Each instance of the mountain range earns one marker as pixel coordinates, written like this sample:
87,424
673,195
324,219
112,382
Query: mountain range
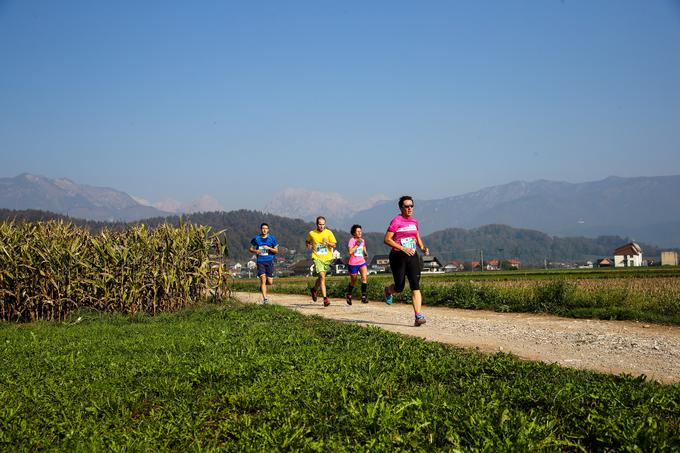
532,248
66,197
641,208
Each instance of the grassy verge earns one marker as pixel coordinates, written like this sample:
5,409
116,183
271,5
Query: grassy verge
264,378
624,298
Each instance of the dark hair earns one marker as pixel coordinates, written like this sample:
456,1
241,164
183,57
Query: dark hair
403,199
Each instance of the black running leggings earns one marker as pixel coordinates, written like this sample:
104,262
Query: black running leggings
404,266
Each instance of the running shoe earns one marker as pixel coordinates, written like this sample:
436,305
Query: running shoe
388,295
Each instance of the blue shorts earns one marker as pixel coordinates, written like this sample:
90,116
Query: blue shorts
354,270
265,268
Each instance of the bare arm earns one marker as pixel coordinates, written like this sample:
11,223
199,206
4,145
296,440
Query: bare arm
425,250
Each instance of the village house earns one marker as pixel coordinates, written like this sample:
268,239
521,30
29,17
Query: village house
454,266
669,258
604,262
512,264
629,255
431,265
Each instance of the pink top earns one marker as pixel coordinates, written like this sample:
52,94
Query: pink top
405,231
357,257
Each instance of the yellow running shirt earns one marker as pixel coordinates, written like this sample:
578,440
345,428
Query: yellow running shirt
320,251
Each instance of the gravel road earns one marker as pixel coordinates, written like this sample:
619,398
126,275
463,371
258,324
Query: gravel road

══════════

-- To do --
Copy all of the items above word for word, omitting the picture.

-- Result --
Each instance of the mountain range earns one marker as pixel coordinates, written like this sample:
87,424
673,195
324,219
112,382
Query: mountain range
532,248
66,197
641,208
Each instance of the grassy verge earns one marker as pixel coordinates, written like this sample:
5,409
116,183
271,5
Query: grassy verge
264,378
624,298
Each instance of the dark hair earns one marker as pixel coordinates, written like this sample:
456,1
241,164
183,57
Query: dark hair
403,199
Each instance of the black running leggings earns one marker as pixel coordinates, written like this sample:
104,262
Query: black running leggings
404,266
Each instance of the running shoe earns one marker as pixel coordinates, written like this sample:
436,305
Query: running shoe
388,295
Each instance of the blue shorts earns one marker as pixel coordinates, written like this sample:
90,116
Query: blue shorts
354,270
265,268
Each instance of the bare arm earns one marker as pixel coordinates, written like this sample:
11,223
199,206
4,145
296,440
Query: bare arm
425,250
Each instance of the village house earns one marker as pixel coordinates, written like this sample:
268,239
521,30
29,17
Query: village house
454,266
669,258
604,262
512,264
629,255
431,265
Each instance of the pink top earns one marker as pixel coordinates, written like this sample:
52,94
Query: pink top
405,231
357,257
Each instance of the yellow running shirt earns one marker as pixel coordinates, written like this sample:
578,440
345,428
Query: yellow running shirt
320,251
Each instance of the gravel road earns one marker as pixel coordinates, written like this sample:
619,398
126,275
463,371
258,324
Query: gravel road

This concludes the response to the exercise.